EXERCISE DATA —

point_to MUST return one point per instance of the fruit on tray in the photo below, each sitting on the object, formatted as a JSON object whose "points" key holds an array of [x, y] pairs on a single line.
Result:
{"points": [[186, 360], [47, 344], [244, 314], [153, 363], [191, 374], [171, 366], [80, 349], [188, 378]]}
...
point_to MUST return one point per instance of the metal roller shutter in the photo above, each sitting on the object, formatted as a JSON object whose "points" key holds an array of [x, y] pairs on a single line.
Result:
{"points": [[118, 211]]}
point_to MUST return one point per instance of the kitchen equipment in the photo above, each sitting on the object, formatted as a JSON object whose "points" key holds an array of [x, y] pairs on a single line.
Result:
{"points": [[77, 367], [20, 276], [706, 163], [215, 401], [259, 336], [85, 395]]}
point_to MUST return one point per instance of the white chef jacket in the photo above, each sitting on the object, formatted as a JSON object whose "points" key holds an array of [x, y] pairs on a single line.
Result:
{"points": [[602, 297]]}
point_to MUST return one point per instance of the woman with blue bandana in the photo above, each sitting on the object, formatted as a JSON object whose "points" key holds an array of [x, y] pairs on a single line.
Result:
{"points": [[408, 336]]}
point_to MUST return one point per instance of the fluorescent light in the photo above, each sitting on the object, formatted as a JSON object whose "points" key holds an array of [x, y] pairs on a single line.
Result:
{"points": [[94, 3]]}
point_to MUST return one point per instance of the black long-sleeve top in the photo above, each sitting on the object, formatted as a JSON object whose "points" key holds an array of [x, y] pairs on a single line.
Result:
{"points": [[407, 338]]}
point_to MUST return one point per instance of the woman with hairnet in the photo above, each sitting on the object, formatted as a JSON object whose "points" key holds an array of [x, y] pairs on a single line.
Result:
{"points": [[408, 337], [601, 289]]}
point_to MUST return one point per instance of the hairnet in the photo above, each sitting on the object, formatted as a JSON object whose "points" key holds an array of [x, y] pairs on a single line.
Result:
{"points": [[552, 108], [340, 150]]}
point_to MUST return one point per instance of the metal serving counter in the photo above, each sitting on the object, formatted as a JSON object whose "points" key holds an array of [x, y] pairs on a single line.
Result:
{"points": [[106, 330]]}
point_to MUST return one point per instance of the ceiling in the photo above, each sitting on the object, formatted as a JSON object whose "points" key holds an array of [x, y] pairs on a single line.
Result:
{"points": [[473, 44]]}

TASK GOAL — Locate each line above that contains the word "woman", and copy those lines in full.

WRITTEN REPLY —
point_to MUST return one point per instance of the woman with blue bandana in the photo above, each sitting on the object, formatted as a JSON object whose "points" key holds an array of [x, y] pairs on a single line.
point_to MUST return one point per instance of the woman with hairnet in the photo above, each sitting on the object, formatted as a JSON object whose "points" key holds an array of [x, y] pairs on a single line.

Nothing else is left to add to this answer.